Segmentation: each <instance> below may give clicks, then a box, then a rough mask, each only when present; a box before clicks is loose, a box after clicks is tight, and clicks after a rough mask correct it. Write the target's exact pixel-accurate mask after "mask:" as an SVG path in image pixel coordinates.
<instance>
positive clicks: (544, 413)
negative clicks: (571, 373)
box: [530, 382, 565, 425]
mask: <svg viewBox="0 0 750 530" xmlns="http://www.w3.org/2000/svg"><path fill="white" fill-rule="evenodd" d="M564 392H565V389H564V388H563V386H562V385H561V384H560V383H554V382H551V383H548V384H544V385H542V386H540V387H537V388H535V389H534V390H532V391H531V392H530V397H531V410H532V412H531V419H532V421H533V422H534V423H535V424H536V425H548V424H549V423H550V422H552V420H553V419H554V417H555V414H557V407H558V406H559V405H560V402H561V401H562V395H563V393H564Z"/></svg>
* * *
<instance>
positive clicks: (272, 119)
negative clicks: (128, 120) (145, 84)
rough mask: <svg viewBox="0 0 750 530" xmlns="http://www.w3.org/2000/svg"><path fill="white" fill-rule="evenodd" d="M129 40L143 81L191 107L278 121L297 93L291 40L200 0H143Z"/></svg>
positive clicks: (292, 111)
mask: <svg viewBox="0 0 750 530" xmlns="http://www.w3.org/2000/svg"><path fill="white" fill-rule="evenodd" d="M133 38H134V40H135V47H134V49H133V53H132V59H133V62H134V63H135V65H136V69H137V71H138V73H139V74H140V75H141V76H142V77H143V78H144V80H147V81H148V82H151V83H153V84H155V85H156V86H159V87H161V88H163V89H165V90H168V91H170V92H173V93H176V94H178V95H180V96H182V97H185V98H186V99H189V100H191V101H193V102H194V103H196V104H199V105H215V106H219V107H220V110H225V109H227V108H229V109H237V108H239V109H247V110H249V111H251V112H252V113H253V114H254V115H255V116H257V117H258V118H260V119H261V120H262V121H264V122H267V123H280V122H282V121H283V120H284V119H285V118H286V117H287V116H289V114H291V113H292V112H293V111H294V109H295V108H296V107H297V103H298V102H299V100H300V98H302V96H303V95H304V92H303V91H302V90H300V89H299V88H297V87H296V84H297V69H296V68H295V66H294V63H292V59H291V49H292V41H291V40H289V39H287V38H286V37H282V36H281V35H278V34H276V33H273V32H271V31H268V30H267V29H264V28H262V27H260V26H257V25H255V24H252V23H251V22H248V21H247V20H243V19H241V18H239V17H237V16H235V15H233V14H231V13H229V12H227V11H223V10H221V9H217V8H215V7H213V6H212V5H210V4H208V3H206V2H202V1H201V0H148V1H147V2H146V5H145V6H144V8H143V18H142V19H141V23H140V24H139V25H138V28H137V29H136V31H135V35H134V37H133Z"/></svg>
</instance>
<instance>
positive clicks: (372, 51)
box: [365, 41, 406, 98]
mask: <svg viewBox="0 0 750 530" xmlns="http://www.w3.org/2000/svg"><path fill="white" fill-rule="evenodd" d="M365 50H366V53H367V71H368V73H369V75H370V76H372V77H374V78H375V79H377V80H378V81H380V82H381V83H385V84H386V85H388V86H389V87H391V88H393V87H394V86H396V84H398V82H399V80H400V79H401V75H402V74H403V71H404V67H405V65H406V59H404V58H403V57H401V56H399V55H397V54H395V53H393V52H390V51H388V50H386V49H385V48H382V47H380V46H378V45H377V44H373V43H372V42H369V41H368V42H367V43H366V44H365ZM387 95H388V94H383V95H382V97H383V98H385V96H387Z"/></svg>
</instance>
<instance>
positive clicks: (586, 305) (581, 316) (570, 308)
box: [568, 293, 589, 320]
--
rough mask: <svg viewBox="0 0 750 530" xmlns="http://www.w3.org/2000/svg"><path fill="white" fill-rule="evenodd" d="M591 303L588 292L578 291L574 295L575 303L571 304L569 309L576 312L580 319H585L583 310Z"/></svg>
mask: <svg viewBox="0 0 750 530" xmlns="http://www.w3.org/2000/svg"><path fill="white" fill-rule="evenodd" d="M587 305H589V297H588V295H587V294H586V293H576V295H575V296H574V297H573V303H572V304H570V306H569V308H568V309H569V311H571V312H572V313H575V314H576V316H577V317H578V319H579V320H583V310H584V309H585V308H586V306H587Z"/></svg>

# About this task:
Update the part of the records that opens with the line containing "Segmentation: each <instance>" and closes with the line containing "negative clicks: (571, 373)": change "rough mask" to "coarse mask" and leave everything else the same.

# Task solution:
Segmentation: each <instance> below may give clicks, then a box, then a coarse mask, each only when present; a box before clicks is loose, a box after clicks is tight, and clicks after a coarse mask correct it. Write the target's exact pixel-accurate mask after "mask:" as an SVG path in image pixel coordinates.
<instance>
positive clicks: (544, 413)
negative clicks: (571, 373)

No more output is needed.